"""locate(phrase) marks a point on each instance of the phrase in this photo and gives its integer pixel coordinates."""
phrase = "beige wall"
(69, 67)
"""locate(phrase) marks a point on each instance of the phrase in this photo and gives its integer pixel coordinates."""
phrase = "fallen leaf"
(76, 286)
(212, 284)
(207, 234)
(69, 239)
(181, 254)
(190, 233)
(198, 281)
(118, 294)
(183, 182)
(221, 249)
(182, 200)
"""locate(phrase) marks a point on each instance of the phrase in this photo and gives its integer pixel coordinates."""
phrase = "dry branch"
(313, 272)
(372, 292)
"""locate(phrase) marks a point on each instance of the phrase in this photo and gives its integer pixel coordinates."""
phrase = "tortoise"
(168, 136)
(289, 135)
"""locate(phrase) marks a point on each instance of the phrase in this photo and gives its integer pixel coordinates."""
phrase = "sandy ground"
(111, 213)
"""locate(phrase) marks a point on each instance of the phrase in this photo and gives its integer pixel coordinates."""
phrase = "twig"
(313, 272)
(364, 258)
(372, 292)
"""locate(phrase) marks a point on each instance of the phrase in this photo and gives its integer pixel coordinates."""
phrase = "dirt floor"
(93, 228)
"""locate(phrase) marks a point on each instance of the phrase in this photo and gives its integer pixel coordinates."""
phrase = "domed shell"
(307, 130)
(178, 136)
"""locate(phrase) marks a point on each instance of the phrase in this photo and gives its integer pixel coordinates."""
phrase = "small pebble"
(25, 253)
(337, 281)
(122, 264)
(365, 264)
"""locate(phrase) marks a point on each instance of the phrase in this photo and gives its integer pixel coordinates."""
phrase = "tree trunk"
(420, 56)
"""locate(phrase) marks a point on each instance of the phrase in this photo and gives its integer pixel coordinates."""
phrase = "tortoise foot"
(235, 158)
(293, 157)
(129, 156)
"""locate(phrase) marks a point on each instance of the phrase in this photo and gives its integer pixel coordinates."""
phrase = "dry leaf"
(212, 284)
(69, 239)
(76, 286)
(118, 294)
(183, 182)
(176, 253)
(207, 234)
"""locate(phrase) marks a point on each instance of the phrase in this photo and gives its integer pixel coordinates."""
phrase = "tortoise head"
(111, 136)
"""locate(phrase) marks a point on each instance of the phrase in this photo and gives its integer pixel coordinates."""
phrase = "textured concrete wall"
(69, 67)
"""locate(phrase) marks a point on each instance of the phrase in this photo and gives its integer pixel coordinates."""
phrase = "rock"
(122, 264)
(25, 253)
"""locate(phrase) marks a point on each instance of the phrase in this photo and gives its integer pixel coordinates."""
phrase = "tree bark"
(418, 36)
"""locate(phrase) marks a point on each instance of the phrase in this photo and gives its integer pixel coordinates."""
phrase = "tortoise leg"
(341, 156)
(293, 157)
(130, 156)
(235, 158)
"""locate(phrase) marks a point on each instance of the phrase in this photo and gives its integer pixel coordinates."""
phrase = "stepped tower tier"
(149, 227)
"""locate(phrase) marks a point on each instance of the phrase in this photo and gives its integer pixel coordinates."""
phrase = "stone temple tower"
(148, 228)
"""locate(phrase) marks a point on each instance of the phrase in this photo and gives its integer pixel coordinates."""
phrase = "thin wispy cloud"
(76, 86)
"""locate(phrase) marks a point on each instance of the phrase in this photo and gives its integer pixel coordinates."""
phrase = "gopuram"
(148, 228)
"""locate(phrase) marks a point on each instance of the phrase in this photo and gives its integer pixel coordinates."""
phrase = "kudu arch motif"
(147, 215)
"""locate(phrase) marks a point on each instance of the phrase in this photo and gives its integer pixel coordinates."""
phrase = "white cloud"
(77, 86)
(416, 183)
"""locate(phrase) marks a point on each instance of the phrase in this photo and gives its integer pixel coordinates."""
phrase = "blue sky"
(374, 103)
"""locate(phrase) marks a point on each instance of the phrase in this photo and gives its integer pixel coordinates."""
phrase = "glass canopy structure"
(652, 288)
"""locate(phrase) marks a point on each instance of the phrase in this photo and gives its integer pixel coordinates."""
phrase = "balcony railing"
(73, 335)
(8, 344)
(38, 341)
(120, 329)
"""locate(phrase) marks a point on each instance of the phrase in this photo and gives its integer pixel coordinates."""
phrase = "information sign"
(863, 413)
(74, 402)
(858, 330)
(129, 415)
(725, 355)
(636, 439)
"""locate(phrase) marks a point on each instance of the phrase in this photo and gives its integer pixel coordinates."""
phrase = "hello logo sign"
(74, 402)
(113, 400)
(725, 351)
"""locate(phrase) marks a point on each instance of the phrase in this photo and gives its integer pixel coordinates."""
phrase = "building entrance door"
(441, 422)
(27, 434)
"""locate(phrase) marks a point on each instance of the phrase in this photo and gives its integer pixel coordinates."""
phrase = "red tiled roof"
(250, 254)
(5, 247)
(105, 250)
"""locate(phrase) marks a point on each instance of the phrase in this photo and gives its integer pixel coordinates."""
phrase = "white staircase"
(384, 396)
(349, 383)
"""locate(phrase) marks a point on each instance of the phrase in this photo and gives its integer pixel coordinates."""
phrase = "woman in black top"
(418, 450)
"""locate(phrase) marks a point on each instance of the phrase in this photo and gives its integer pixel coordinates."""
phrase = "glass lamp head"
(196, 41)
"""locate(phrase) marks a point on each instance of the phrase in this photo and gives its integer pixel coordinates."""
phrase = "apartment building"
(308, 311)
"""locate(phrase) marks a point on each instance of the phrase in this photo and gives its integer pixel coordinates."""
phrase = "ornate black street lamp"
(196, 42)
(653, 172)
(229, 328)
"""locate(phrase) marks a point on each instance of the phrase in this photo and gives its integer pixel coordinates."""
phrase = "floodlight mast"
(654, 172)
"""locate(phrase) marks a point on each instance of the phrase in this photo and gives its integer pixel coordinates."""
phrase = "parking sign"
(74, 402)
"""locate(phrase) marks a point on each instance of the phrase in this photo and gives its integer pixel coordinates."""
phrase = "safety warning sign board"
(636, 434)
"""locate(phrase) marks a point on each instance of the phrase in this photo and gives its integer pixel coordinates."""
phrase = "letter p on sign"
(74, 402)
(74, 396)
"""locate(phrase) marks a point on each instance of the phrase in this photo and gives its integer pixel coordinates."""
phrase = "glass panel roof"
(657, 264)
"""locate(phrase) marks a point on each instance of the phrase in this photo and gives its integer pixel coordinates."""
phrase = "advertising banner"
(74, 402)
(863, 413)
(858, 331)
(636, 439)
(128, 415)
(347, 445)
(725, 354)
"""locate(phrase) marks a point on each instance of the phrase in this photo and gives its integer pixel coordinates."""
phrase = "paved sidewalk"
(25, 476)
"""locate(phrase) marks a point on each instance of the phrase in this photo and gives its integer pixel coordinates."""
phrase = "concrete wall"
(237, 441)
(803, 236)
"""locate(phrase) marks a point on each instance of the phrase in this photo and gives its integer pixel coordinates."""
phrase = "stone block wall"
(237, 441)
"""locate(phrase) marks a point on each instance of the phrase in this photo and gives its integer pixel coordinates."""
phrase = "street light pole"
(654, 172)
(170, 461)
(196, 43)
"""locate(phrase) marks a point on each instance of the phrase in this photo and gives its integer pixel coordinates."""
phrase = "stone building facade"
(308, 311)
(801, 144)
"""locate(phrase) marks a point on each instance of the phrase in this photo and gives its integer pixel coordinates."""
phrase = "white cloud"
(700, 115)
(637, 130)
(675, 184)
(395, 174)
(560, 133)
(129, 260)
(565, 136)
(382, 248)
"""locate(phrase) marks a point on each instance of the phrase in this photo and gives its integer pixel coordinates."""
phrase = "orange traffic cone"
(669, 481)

# What you should do
Output all of the records above unchanged.

# Solution to this problem
"""locate(phrase) marks a point on each instance of the phrase in this photo and gives its integer pixel coordinates."""
phrase = "beige wall"
(69, 67)
"""locate(phrase) marks a point on each instance of the phrase in this photo and gives its integer pixel coordinates."""
phrase = "fallen leaf"
(76, 286)
(212, 284)
(207, 234)
(69, 239)
(181, 254)
(190, 233)
(198, 281)
(118, 294)
(183, 182)
(221, 249)
(182, 200)
"""locate(phrase) marks a point on each instance of the phrase in this photo and gives its integer pixel coordinates."""
phrase = "dry branch"
(313, 272)
(372, 292)
"""locate(phrase) marks a point on each instance of the phrase in this photo and gives its integer pixel coordinates."""
phrase = "tortoise"
(168, 136)
(289, 135)
"""locate(phrase) marks a point on each instance of the phrase in this photo and gives its integer pixel coordinates."""
phrase = "sandy ground"
(111, 213)
"""locate(phrase) marks a point on each instance of the phrase in this photo and gives its integer pixel coordinates."""
phrase = "twig"
(313, 272)
(364, 258)
(372, 292)
"""locate(phrase) marks a point on each instance of the phrase in this photo and gives its integer pixel coordinates."""
phrase = "dirt floor"
(93, 228)
"""locate(phrase) marks a point on each instance of the phrase in this photo and gives its integer pixel coordinates."""
phrase = "domed shell"
(307, 130)
(178, 136)
"""locate(phrase) marks a point on each instance of the phrase in this photo and gives its integer pixel coordinates."""
phrase = "small pebble"
(25, 253)
(337, 281)
(122, 264)
(365, 264)
"""locate(phrase) marks a point on each instance of the phrase in this photo and gives its integer pixel coordinates."""
phrase = "tree trunk"
(420, 56)
"""locate(phrase) marks a point on each instance of the phrase in this photo and gives its integer pixel coordinates."""
phrase = "tortoise foot"
(235, 158)
(293, 157)
(129, 156)
"""locate(phrase) marks a point on each instance of the phrase in this photo and gives its integer pixel coordinates."""
phrase = "dry leaf"
(212, 284)
(69, 239)
(76, 286)
(118, 294)
(183, 182)
(176, 253)
(207, 234)
"""locate(phrase) marks a point on each instance of the phrase in this photo and gives its integer pixel coordinates."""
phrase = "tortoise head"
(111, 136)
"""locate(phrase) marks a point on each instance of the phrase in this photo and gives its integer pixel coordinates."""
phrase = "textured concrete wall"
(69, 67)
"""locate(phrase) marks a point on each instance of the phrase in this photo and gives its integer pixel coordinates."""
phrase = "rock"
(122, 264)
(25, 253)
"""locate(phrase) marks a point on each instance of the phrase in this photo and gives its integer pixel coordinates."""
phrase = "tree bark"
(418, 36)
"""locate(phrase) marks a point on each instance of the phrase in this photo and gives its integer pixel coordinates."""
phrase = "tortoise leg"
(341, 156)
(293, 157)
(130, 156)
(235, 158)
"""locate(phrase) marks a point on each instance of the phrase in this photo and gives its integer pixel coordinates."""
phrase = "stepped tower tier"
(149, 227)
"""locate(phrase) marks a point on each instance of the phrase in this photo and gives its integer pixel coordinates."""
phrase = "stone temple tower"
(148, 228)
"""locate(phrase) marks a point on each instance of the phrase in this photo and gives its integer pixel coordinates."""
phrase = "thin wispy cloud"
(76, 86)
"""locate(phrase) marks a point on each instance of the phrase in this photo and gives its integer pixel coordinates."""
phrase = "gopuram"
(148, 228)
"""locate(phrase) marks a point on each instance of the phrase in this photo and gives its integer pixel coordinates."""
phrase = "kudu arch motif"
(147, 215)
"""locate(phrase) marks a point on each instance of the phrase in this photo and gives its integer pixel coordinates."""
phrase = "white cloud"
(77, 86)
(416, 183)
"""locate(phrase) marks a point on each instance of the phrase in this photo and gives its integer pixel coordinates."""
phrase = "blue sky"
(374, 103)
"""locate(phrase) marks a point on each instance of the phrase in this photo and gives its integer pixel coordinates."""
phrase = "glass canopy structure"
(652, 288)
"""locate(phrase) marks a point on each instance of the phrase in this photo and gives its integer pixel coordinates."""
phrase = "balcony railing"
(73, 335)
(8, 344)
(38, 341)
(120, 329)
"""locate(phrase) marks a point on each instance of the phrase in this photo and gives its integer pixel coordinates."""
phrase = "information sign"
(863, 413)
(74, 402)
(858, 330)
(129, 415)
(725, 355)
(636, 439)
"""locate(phrase) marks a point on each instance of the phrase in this photo and gives its integer pixel coordinates."""
phrase = "hello logo sign"
(74, 402)
(113, 400)
(725, 351)
"""locate(phrase) marks a point on each instance of the phrase in this photo and gives its integer pixel coordinates."""
phrase = "building entrance door"
(441, 422)
(27, 434)
"""locate(phrase) marks a point on each instance of the phrase in this photo and gives its integer pixel coordinates."""
phrase = "red tiled roof"
(250, 254)
(5, 247)
(105, 250)
"""locate(phrase) marks a point on each instance of the phrase in this photo and gives its integer pixel coordinates."""
phrase = "white staircase"
(384, 396)
(349, 383)
"""locate(phrase) marks a point on each instance of the phrase in this photo and gives its integer pixel coordinates."""
phrase = "woman in black top"
(418, 450)
"""locate(phrase) marks a point on each instance of the phrase in this photo and gives its integer pixel coordinates."""
phrase = "glass lamp head"
(196, 41)
"""locate(phrase) marks a point on each instance of the phrase in this photo and gives its integer pixel coordinates."""
phrase = "apartment building"
(308, 311)
"""locate(phrase) marks a point on each instance of the phrase in this photo and gives its integer pixel coordinates."""
phrase = "ornate black street lamp"
(196, 42)
(653, 172)
(229, 328)
"""locate(phrase) marks a point on each instance of the phrase in this photo and gives its integer pixel coordinates."""
phrase = "floodlight mast"
(654, 172)
"""locate(phrase) marks a point on each instance of the phrase in this photo and gives its integer pixel coordinates."""
phrase = "parking sign"
(74, 402)
"""locate(phrase) marks a point on each instance of the phrase in this photo and gives its integer pixel coordinates."""
phrase = "safety warning sign board"
(636, 434)
"""locate(phrase) marks a point on each instance of the phrase in this photo and gives its integer pixel coordinates."""
phrase = "letter p on sign"
(74, 402)
(74, 396)
"""locate(phrase) marks a point on each instance of the phrase in this photo and gives its integer pixel coordinates."""
phrase = "glass panel roof"
(657, 264)
"""locate(phrase) marks a point on each instance of the phrase in this photo and gives its integer pixel coordinates."""
phrase = "advertising banner"
(74, 402)
(863, 413)
(858, 331)
(636, 439)
(128, 415)
(347, 445)
(725, 354)
"""locate(phrase) marks a point on each instance of the phrase in this photo and gives its integer pixel coordinates."""
phrase = "paved sidewalk"
(25, 476)
"""locate(phrase) marks a point on each instance of the phrase in this photo and gives its integer pixel coordinates."""
phrase = "concrete wall"
(237, 441)
(803, 236)
"""locate(phrase) marks a point on each instance of the phrase in this photo and gives its integer pixel coordinates."""
phrase = "stone block wall"
(237, 441)
"""locate(phrase) marks a point on each instance of the phrase in this photo and gives its integer pixel coordinates."""
phrase = "street light pole"
(654, 172)
(170, 461)
(196, 43)
"""locate(phrase) marks a point on each instance of the phrase in this photo and gives its integer pixel coordinates."""
phrase = "stone building facade"
(308, 311)
(801, 144)
"""locate(phrase) marks a point on each instance of the phrase in this photo and gives its integer pixel coordinates."""
phrase = "white cloud"
(700, 115)
(637, 130)
(675, 184)
(395, 174)
(560, 133)
(129, 260)
(565, 136)
(382, 248)
"""locate(phrase) marks a point on each instance of the phrase in this photo and gives its integer pixel coordinates."""
phrase = "orange traffic cone"
(669, 481)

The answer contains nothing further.